CONSIGNES:
1 – Transcrivez, dans l'extrait sur les négociants en bestiaux, le passage qui s'ouvre sur les mots contenant "Apporter la connaissance" et se clôt sur "des Blondes d’Aquitaines.".
2 – D'après l'extrait sur les négociants en bestiaux, qui préside la FFCB ?
3 – Rédigez la suite de l'extrait sur les négociants en bestiaux à partir de sa dernière phrase.

Apporter la connaissance des pays clients


C’est aussi pour cela que les négociants en Bestiaux souhaitent « revenir vers les races », d’où la présence de la FFCB au Mondial du Charolais ou prochainement au concours national des Blondes d’Aquitaines.
Ce qui n’empêchait pas Gérard Poyer, le président de la FFCB, de donner un avis tranché : « Actuellement, la FNB nous excite. Oui, nous allons faire monter les prix. Nous devons maitriser nos coûts et nous organiser pour cela. Mais eux aussi (les éleveurs, NDLR), doivent écouter nos conseils. On a la connaissance des clients, les demandes des pays. Et, notre génétique, pillée pour faire des croisements, est à la source de nos problèmes et nous prive maintenant de nouveaux marchés (des pays émergents, NDLR). Il faut faire sauter les blocages et oser dire que l’on peut croiser des races », lançait-il.

[Données d'annotation de localisation d'objets]
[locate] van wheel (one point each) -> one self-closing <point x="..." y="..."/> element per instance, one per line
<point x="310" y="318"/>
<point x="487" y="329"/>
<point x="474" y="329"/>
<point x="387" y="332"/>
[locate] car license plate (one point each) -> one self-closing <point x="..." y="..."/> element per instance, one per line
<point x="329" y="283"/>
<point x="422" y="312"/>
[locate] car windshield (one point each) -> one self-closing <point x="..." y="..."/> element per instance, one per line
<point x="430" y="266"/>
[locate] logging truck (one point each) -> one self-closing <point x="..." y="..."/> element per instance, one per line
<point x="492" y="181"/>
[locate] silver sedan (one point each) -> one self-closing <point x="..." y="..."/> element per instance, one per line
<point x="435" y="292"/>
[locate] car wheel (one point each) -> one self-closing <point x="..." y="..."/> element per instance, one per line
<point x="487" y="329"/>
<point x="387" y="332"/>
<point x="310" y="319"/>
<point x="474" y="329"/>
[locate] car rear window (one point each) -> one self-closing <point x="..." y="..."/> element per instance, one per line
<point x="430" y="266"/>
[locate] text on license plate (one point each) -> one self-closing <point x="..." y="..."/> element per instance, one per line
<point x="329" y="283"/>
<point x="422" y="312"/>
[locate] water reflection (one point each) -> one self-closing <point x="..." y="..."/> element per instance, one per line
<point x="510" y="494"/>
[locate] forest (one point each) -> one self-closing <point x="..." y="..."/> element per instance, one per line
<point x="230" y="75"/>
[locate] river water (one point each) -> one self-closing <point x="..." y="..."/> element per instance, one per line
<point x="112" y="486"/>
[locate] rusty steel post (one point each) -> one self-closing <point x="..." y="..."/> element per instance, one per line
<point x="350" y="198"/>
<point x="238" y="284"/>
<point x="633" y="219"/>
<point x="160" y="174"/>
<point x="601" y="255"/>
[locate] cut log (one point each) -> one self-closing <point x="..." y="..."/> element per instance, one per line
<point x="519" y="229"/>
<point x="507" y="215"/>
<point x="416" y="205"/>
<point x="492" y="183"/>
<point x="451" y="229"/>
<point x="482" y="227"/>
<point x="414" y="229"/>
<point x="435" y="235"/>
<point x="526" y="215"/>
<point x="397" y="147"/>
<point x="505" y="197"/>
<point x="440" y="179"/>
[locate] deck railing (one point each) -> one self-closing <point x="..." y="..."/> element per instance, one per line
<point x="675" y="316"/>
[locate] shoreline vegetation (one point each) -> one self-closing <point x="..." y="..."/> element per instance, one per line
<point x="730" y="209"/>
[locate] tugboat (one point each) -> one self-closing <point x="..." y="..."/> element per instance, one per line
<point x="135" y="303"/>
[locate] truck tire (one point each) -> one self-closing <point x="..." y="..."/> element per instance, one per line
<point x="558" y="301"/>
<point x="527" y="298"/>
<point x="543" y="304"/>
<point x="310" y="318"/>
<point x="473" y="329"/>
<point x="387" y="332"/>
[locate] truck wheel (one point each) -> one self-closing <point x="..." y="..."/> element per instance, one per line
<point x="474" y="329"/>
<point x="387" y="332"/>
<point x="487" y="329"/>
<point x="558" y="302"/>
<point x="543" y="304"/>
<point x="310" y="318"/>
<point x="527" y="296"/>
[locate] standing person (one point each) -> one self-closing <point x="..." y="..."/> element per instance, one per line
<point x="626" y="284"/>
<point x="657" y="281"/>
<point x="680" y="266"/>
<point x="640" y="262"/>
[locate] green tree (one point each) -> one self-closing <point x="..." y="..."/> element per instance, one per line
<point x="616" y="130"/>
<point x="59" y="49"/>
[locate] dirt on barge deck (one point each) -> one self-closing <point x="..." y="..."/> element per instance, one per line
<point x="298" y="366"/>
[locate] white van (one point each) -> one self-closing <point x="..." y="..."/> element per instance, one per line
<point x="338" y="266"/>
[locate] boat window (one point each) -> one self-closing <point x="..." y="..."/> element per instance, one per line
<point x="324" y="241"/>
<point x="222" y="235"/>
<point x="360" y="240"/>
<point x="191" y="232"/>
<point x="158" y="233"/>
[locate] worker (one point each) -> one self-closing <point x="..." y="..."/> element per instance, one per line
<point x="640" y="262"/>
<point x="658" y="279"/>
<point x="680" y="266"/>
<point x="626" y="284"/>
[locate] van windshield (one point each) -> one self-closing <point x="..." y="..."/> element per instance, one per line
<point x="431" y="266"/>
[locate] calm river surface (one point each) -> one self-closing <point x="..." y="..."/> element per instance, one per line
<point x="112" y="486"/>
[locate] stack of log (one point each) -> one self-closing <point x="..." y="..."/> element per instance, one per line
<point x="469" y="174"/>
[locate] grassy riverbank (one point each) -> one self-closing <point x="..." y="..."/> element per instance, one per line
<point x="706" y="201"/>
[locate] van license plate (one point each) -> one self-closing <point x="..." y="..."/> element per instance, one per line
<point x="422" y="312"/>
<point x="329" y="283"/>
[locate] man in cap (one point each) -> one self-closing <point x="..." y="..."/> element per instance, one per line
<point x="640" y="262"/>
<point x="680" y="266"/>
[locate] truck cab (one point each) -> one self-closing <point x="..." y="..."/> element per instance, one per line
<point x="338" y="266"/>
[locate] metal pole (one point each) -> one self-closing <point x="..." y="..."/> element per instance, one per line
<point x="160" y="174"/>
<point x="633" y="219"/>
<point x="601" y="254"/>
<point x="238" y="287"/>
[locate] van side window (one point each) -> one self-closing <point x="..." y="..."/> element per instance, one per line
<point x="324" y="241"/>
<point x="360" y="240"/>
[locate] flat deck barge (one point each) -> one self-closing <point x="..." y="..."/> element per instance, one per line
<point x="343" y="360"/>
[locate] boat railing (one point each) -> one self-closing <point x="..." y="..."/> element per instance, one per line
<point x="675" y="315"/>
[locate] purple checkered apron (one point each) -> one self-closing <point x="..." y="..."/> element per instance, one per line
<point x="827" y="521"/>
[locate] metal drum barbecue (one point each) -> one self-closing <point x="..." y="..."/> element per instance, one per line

RÉPONSES ATTENDUES:
1 –
Apporter la connaissance des pays clients


C’est aussi pour cela que les négociants en Bestiaux souhaitent « revenir vers les races », d’où la présence de la FFCB au Mondial du Charolais ou prochainement au concours national des Blondes d’Aquitaines.

2 – Gérard Poyer.

3 –
En tout cas, les négociants en bestiaux ne veulent pas se poser en donneurs de leçons pour autant mais demandent plutôt la paix dans la filière. « On va accompagner les éleveurs même si on doit se prendre des claques à l’export. Ce qui est important c’est que certains donnent l’exemple pour redémarrer la dynamique. On va gagner ensemble, avec eux et à côté des coopératives et abatteurs », appelait-il de ces vœux. L’occasion de faire le parallèle avec la structure nationale, FC2A (Fédération du commerce agricole et agroalimentaire) qui regroupe tous les commerçants agricoles et agroalimentaires pour leur « donner du poids politique » au national, notamment en comparaison de Coop de France. C’est aussi pour cela que les négociants en bestiaux ont commandité une étude (voir encadré) montrant qu’ils sont des « banquiers » et acteurs « fiables » de la filière élevage, revendiquant entre 60 et 65 % de part de marché –en terme de chiffre d’affaires– en France.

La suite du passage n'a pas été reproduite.